## [TASK INPUT]
::::::
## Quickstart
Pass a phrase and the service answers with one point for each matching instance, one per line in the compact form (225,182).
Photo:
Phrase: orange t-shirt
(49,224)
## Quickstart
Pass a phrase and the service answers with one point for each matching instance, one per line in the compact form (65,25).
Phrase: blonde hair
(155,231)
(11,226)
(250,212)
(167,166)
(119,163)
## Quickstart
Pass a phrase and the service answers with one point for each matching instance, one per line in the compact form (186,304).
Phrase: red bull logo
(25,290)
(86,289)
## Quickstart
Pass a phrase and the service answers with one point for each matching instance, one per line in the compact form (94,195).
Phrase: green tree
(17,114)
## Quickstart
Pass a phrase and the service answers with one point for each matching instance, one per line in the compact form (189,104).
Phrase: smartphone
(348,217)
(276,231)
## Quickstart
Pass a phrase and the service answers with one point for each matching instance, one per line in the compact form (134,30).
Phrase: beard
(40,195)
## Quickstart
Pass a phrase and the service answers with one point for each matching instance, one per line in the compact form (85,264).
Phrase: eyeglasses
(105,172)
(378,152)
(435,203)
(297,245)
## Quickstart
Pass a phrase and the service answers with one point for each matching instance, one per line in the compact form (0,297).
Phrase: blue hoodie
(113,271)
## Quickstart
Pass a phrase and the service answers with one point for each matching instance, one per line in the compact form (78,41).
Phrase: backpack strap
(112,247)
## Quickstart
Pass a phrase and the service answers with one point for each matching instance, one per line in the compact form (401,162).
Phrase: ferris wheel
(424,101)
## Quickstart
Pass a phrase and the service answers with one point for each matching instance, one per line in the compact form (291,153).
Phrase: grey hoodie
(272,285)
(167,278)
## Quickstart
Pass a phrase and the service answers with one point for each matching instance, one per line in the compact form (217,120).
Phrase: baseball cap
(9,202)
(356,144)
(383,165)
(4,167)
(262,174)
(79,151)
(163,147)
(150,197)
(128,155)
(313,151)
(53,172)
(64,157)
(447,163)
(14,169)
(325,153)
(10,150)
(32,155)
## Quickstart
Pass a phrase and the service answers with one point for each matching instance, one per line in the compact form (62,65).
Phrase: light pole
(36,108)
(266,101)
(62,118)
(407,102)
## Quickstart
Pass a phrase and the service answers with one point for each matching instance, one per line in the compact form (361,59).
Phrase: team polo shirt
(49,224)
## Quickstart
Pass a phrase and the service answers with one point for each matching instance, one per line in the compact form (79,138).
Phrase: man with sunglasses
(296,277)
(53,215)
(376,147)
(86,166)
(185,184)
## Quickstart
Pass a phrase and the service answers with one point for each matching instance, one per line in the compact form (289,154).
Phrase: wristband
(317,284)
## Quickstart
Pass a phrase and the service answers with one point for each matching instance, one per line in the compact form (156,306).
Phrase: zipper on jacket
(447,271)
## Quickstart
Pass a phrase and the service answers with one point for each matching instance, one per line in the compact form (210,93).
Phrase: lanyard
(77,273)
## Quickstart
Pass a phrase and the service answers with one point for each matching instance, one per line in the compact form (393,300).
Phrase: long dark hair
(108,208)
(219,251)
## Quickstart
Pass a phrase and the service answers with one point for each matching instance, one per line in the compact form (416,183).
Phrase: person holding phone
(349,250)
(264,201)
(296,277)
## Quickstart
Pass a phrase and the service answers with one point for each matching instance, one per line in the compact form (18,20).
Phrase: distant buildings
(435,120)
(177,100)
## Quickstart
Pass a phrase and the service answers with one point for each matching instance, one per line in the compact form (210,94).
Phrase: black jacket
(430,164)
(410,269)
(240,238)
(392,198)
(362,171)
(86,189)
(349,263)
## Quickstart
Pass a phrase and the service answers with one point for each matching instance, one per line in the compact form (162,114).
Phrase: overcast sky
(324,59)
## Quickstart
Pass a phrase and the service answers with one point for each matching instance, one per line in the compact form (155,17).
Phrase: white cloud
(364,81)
::::::
## [WHAT THE TASK ASKS]
Output every line above without altering anything.

## [TASK RESULT]
## Quickstart
Pass a phrase and the service answers with one point for each matching instance, one per line in the compact form (225,182).
Photo:
Phrase: orange t-shirt
(49,224)
## Quickstart
Pass a phrase and the service answers with one point for each matching instance, one per line in the compact form (65,25).
Phrase: blonde hair
(155,231)
(11,226)
(250,212)
(167,166)
(119,163)
## Quickstart
Pass a phrase and the service answers with one point for each matching instance, one per line in the compact form (186,304).
Phrase: red bull logo
(25,290)
(86,289)
## Quickstart
Pass a phrase and the service answers with one point for each matching instance, one per line in the compact form (94,195).
Phrase: green tree
(17,114)
## Quickstart
Pass a phrase and the service answers with one point for each matching instance, one per line in the compact form (189,104).
Phrase: smartphone
(348,217)
(276,231)
## Quickstart
Pass a phrase and the service answers with one point for each matching instance, one per line in the compact form (134,30).
Phrase: beard
(40,195)
## Quickstart
Pass a phrase and the service answers with one point for each matching instance, one per line in the compact form (85,264).
Phrase: eyeglasses
(105,172)
(378,152)
(435,203)
(297,245)
## Quickstart
Pass a phrase and the service answers with one point for each matching instance, one per line in the compact form (0,297).
Phrase: blue hoodie
(113,271)
## Quickstart
Pass a phrase and the service answers with one point for each matching instance, one per line in the compact form (78,41).
Phrase: backpack strap
(112,247)
## Quickstart
Pass a phrase and the service answers with one point for each matching instance, one per line in the compact form (401,162).
Phrase: ferris wheel
(424,101)
## Quickstart
Pass a phrase and the service answers with one point for each matching instance, one per line in the compact form (291,153).
Phrase: grey hoodie
(272,285)
(167,278)
## Quickstart
Pass a phrase and the service answers with one point for each matching instance, one per line in the compact form (217,120).
Phrase: baseball cap
(9,202)
(356,144)
(383,165)
(4,167)
(262,174)
(79,151)
(163,147)
(150,197)
(128,155)
(313,151)
(53,172)
(64,157)
(447,163)
(14,169)
(325,153)
(10,150)
(32,155)
## Quickstart
Pass a phrase and the service answers with one point for each matching instance, one per line in the compact form (62,65).
Phrase: light pole
(36,108)
(266,101)
(62,118)
(407,102)
## Quickstart
Pass a phrase and the service answers with one point for each matching instance, one per line in the compact form (361,59).
Phrase: team polo shirt
(49,224)
## Quickstart
Pass a phrase and the service answers with one point for each matching instance, one per line in the compact form (79,138).
Phrase: man with sunglasses
(296,277)
(53,215)
(376,147)
(86,166)
(185,184)
## Quickstart
Pass a phrase and the service answers with one point for each matching instance, one per line in the compact form (289,154).
Phrase: wristband
(317,284)
## Quickstart
Pass a phrase and the service answers with one point for each matching instance, one per line in the compact form (156,306).
Phrase: zipper on jacket
(447,271)
## Quickstart
Pass a phrase and the service answers with one point for each matching instance, one per line in the compact form (210,93).
Phrase: lanyard
(77,273)
## Quickstart
Pass a phrase and the service answers with one point for each matching instance, one per line in the compact form (393,300).
Phrase: long dark hair
(108,208)
(219,251)
## Quickstart
Pass a phrase and the service answers with one point for each matching instance, one per line in the compact form (416,183).
Phrase: person holding phone
(349,250)
(264,201)
(296,277)
## Quickstart
Pass a phrase and the service answers with one point for each matching instance, one per line in the compact form (18,20).
Phrase: distant buildings
(435,120)
(177,100)
## Quickstart
Pass a phrase and the service answers with one point for each matching instance, one per line in the compact form (210,94).
Phrase: black jacket
(430,164)
(410,269)
(240,238)
(392,198)
(362,171)
(86,189)
(349,263)
## Quickstart
Pass a phrase and the service answers with one point for each matching instance, one per line in the compact form (162,114).
Phrase: overcast sky
(324,59)
## Quickstart
Pass a phrase and the service answers with one point for each matching instance, one per line in the compact form (155,17).
Phrase: white cloud
(364,81)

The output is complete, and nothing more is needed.